(YOUR INSTRUCTIONS)
In the forum thread below on insuring two cars, rewrite the paragraph beginning "One person can insure as many cars" as a short bulleted list that keeps its main facts.

# Insurance for two cars ?



## darraghdog (21 Jul 2006)

Hi Folks,
I have a provisional licence so my girlfriend insured herself on that car at quite a good price, and I am on as a named driver. Now we need two cars - is she able to insure herself on two cars ?  (with me as a named driver on at least one)
Thanks,
Darragh.


----------



## therave (22 Jul 2006)

definately,my other half has 2 cars both fully taxed and insured and with different companies


----------



## Guest127 (23 Jul 2006)

does somebody not have to be the main driver? I imagine if you tried to insure both cars with the same company and named the same person as the main driver they would not  issue the second policy. could be wrong though.


----------



## JohnDigital (23 Jul 2006)

One person can insure as many cars as they like, but AFAIK can only hold one no claims bonus, and with most (all?) Irish insurers that no claims bonus can only be used on one car. So car 1 has her no claims, but car 2 will have to have a full price policy on it.

In the UK lots of companies allow you to share a no claims bonus across both policies, but I cant say I have noticed any here offering the service.

Darragh, really it is a bit of a false economy driving under someone else's policy (also illegal if you are using the car full time). You need to start working up a no-claims bonus sooner or later. Even once you are over 30 starting with 0 NCB is expensive, so you may as well bite the bullet. Even driving on a provisional lots of companies now count your time driving under your own name as starting up an NCB - named driver experience means very little. 

Priority one needs to be to get your driving test, the sooner you pass the sooner your driving expenses become less.


----------



## Eurofan (24 Jul 2006)

JohnDigital said:
			
		

> named driver experience means very little.



For info purposes there are a few insurers who'll recognise named driver experience. FBD gave me a full 5 year ncb in recognition of 5 years named driver experience, and this was some 3 years ago.


----------



## orka (24 Jul 2006)

Your girlfriend can insure herself on 2 cars but you will have to tell the insurance company who the main driver of each car is and the premium will be based on the main driver.  It is really unlikely that an insurance company will believe that she is the main driver of 2 cars - particularly with a male provisional licence holder as a named driver.  It may be difficult for the insurers to find out in advance of you taking out the policy, particularly if you're going to lie to them, but it may be worth their while investigating if you have a big claim - and you may find yourself without comprehensive cover and having to reimburse the insurer for all/part of a third party claim.


----------

Picture annotation entries:
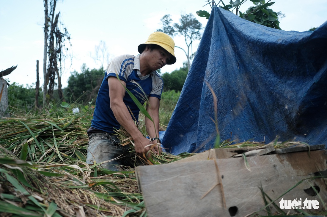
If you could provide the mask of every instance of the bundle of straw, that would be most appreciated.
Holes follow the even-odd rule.
[[[0,215],[125,216],[145,213],[133,172],[115,174],[98,168],[95,176],[92,171],[96,167],[80,161],[71,163],[32,163],[0,147]]]
[[[35,116],[0,119],[0,145],[19,155],[25,144],[32,162],[85,159],[88,137],[81,118]]]
[[[136,124],[136,126],[140,131],[142,132],[142,128],[137,124]],[[133,145],[134,143],[134,140],[128,132],[122,127],[121,127],[119,130],[116,130],[115,132],[118,136],[118,139],[121,141],[121,144],[123,146],[129,146],[130,152],[135,153],[135,147]],[[143,136],[145,137],[146,136],[144,134],[143,134]],[[160,145],[160,144],[158,144],[158,145]],[[192,155],[191,154],[189,154],[186,155],[175,155],[164,151],[160,153],[160,154],[156,153],[152,151],[150,151],[150,156],[147,158],[142,157],[142,156],[136,154],[135,154],[138,158],[146,165],[167,164]]]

(EXERCISE SOLUTION)
- One person can insure as many cars as they like.
- As far as the writer knows, a person can hold only one no claims bonus.
- With most (possibly all) Irish insurers, that bonus can be used on only one car.
- So car 1 gets her no claims bonus, and car 2 needs a full-price policy.